AIM OF THE EXERCISE:
Present every line of the records below as a numbered list, omitting blank lines and leaving the pictures out of your answer.

[Start]

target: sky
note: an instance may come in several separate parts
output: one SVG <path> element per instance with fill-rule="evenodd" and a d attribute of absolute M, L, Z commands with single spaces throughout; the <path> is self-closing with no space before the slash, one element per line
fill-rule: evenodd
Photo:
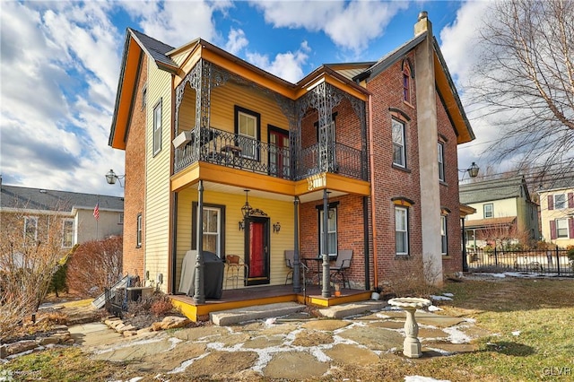
<path fill-rule="evenodd" d="M 464 84 L 488 1 L 0 1 L 2 182 L 123 195 L 108 145 L 126 29 L 172 47 L 198 37 L 296 82 L 322 64 L 376 61 L 413 37 L 421 11 L 455 80 L 477 139 L 459 169 L 480 163 L 492 132 L 473 120 Z"/>

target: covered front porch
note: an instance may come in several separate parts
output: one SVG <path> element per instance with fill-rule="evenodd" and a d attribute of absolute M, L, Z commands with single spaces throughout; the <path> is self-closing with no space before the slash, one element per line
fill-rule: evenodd
<path fill-rule="evenodd" d="M 279 302 L 298 302 L 326 308 L 365 301 L 370 298 L 370 291 L 341 289 L 341 296 L 327 298 L 321 296 L 321 287 L 318 285 L 307 285 L 300 292 L 293 291 L 292 285 L 273 285 L 225 290 L 221 300 L 205 300 L 203 303 L 196 303 L 192 297 L 185 294 L 170 297 L 173 305 L 179 308 L 186 317 L 197 322 L 209 320 L 209 314 L 212 312 Z"/>

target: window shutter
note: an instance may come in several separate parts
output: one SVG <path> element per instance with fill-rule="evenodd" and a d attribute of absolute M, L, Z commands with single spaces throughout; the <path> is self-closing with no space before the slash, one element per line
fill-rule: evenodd
<path fill-rule="evenodd" d="M 556 221 L 550 221 L 550 239 L 553 240 L 556 238 Z"/>

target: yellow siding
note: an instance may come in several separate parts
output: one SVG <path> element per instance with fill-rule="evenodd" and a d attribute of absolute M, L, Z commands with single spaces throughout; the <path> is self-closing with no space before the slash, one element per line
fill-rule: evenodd
<path fill-rule="evenodd" d="M 197 201 L 196 189 L 186 189 L 178 196 L 178 250 L 176 284 L 178 285 L 181 262 L 191 248 L 191 206 Z M 225 254 L 239 255 L 244 258 L 243 231 L 239 230 L 244 195 L 229 195 L 211 191 L 204 192 L 204 203 L 225 205 Z M 270 199 L 249 197 L 254 208 L 263 210 L 270 218 L 271 285 L 285 282 L 288 269 L 285 267 L 283 251 L 293 248 L 293 204 Z M 281 231 L 273 232 L 273 224 L 281 222 Z"/>
<path fill-rule="evenodd" d="M 277 106 L 274 98 L 245 86 L 239 86 L 230 81 L 224 86 L 219 86 L 212 91 L 211 126 L 233 133 L 235 105 L 261 114 L 259 139 L 263 142 L 267 142 L 268 124 L 289 130 L 289 122 Z"/>
<path fill-rule="evenodd" d="M 145 192 L 145 271 L 150 279 L 163 274 L 168 287 L 170 238 L 170 152 L 171 144 L 171 76 L 148 62 L 146 192 Z M 161 150 L 153 156 L 153 109 L 161 100 Z"/>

[End]

WORKED SOLUTION:
1. target: sky
2. note: an instance may come in several separate parts
3. output: one SVG <path> element per instance with fill-rule="evenodd" and a d attribute of absolute M, L, Z commands with single spaces throughout; the <path> is self-closing with no space before the slash, one element per line
4. fill-rule: evenodd
5. Photo:
6. <path fill-rule="evenodd" d="M 464 84 L 488 1 L 0 1 L 2 182 L 123 195 L 108 145 L 126 29 L 172 47 L 198 37 L 296 82 L 322 64 L 376 61 L 413 37 L 421 11 L 455 80 L 477 139 L 459 169 L 480 163 L 492 132 L 473 120 Z"/>
7. target: covered front porch
8. note: an instance may come in several separate parts
9. output: one SVG <path> element per instance with fill-rule="evenodd" and a d attribute of absolute M, L, Z commands with single spaces throughout; the <path> is self-closing with no space before the slash, one element per line
10. fill-rule: evenodd
11. <path fill-rule="evenodd" d="M 279 302 L 298 302 L 326 308 L 365 301 L 370 298 L 370 291 L 341 289 L 341 296 L 327 298 L 321 296 L 321 287 L 318 285 L 307 285 L 300 292 L 293 291 L 292 285 L 273 285 L 225 290 L 221 300 L 205 300 L 203 303 L 196 303 L 192 297 L 185 294 L 170 297 L 173 305 L 179 308 L 186 317 L 197 322 L 209 320 L 209 314 L 212 312 Z"/>
12. target: window shutter
13. note: an instance may come in several separate parts
14. output: one SVG <path> element per instance with fill-rule="evenodd" and a d attribute of absolute M, L, Z commands with single spaces throughout; the <path> is self-closing with no space before the slash, one element per line
15. fill-rule: evenodd
16. <path fill-rule="evenodd" d="M 556 221 L 550 221 L 550 239 L 553 240 L 556 238 Z"/>
17. target: yellow siding
18. note: an instance may come in several separate parts
19. output: one SVG <path> element per instance with fill-rule="evenodd" and a d attribute of absolute M, L, Z commands with single spaces throughout; the <path> is self-closing with no space before the slash, one element per line
20. fill-rule: evenodd
21. <path fill-rule="evenodd" d="M 197 201 L 196 189 L 186 189 L 178 196 L 178 250 L 176 284 L 178 285 L 181 262 L 191 248 L 191 206 Z M 225 254 L 239 255 L 244 258 L 243 231 L 239 230 L 244 195 L 229 195 L 211 191 L 204 192 L 204 203 L 225 205 Z M 270 199 L 249 197 L 254 208 L 263 210 L 270 218 L 271 285 L 285 282 L 288 269 L 285 267 L 283 251 L 293 248 L 293 204 Z M 281 231 L 273 232 L 273 224 L 281 222 Z"/>
22. <path fill-rule="evenodd" d="M 277 106 L 274 98 L 245 86 L 239 86 L 230 81 L 224 86 L 219 86 L 212 91 L 211 126 L 233 133 L 235 105 L 261 114 L 259 139 L 263 142 L 267 142 L 268 124 L 289 130 L 289 122 Z"/>
23. <path fill-rule="evenodd" d="M 145 192 L 145 271 L 150 279 L 163 274 L 168 287 L 170 238 L 170 152 L 171 144 L 171 76 L 148 62 L 146 192 Z M 161 150 L 153 156 L 153 109 L 161 100 Z"/>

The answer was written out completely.